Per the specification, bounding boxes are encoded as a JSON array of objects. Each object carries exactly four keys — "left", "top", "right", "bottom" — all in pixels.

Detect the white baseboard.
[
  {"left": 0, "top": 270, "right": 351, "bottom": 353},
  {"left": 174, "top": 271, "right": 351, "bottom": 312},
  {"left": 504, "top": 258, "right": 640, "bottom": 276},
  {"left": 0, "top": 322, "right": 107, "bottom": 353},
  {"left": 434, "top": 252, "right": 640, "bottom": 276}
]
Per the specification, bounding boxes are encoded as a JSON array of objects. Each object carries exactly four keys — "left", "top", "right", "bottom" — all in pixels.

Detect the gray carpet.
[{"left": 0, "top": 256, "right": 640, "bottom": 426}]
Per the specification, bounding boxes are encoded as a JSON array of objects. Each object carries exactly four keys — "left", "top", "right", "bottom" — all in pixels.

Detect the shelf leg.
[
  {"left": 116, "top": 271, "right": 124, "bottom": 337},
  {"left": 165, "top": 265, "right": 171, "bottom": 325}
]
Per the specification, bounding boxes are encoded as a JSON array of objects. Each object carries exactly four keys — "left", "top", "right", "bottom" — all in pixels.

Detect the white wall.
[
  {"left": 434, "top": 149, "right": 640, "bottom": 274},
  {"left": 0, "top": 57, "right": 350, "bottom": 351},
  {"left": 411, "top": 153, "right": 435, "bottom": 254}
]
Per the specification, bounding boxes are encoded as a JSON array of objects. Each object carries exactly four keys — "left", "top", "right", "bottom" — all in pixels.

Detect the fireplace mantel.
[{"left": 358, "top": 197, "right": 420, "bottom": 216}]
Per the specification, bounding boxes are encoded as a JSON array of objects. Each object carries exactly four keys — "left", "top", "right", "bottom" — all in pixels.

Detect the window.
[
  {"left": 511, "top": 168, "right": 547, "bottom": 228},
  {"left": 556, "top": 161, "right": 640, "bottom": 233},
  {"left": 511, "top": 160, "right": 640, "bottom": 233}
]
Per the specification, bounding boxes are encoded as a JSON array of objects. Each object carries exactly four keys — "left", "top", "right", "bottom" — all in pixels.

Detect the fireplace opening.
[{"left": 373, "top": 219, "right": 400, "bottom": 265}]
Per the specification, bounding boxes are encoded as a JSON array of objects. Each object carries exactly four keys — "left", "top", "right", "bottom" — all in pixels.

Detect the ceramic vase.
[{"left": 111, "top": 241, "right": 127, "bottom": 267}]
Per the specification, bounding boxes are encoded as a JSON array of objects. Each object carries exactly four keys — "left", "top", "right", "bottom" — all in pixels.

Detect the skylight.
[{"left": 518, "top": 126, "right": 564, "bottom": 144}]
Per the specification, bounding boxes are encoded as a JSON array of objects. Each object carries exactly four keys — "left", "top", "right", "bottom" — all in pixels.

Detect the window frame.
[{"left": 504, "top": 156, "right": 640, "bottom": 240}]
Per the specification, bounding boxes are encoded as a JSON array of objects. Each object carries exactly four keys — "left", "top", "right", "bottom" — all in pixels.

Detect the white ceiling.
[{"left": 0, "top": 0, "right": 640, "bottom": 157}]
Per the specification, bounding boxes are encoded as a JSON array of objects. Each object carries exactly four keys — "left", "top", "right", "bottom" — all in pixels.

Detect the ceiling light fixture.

***

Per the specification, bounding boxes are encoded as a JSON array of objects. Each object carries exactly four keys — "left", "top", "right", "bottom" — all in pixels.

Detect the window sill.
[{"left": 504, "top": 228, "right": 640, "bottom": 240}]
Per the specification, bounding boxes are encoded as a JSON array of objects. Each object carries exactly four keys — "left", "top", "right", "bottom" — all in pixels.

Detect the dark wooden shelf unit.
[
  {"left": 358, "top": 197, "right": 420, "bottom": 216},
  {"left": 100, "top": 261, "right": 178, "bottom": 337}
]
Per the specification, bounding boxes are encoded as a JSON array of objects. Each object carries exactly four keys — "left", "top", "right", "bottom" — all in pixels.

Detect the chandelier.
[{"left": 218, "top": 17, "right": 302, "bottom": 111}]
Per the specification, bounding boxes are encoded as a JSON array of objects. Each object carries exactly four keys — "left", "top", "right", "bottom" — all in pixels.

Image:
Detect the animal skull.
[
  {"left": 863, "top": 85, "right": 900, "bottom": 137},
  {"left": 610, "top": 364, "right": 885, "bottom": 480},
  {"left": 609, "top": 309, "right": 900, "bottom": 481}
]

***

**GIVEN TASK:** Find every line in the data above that contains the word "fireplace", with case counting, and copy each of those lines.

**RESULT FOR THIS EXERCISE:**
Detect the fireplace mantel.
Detect the fireplace opening.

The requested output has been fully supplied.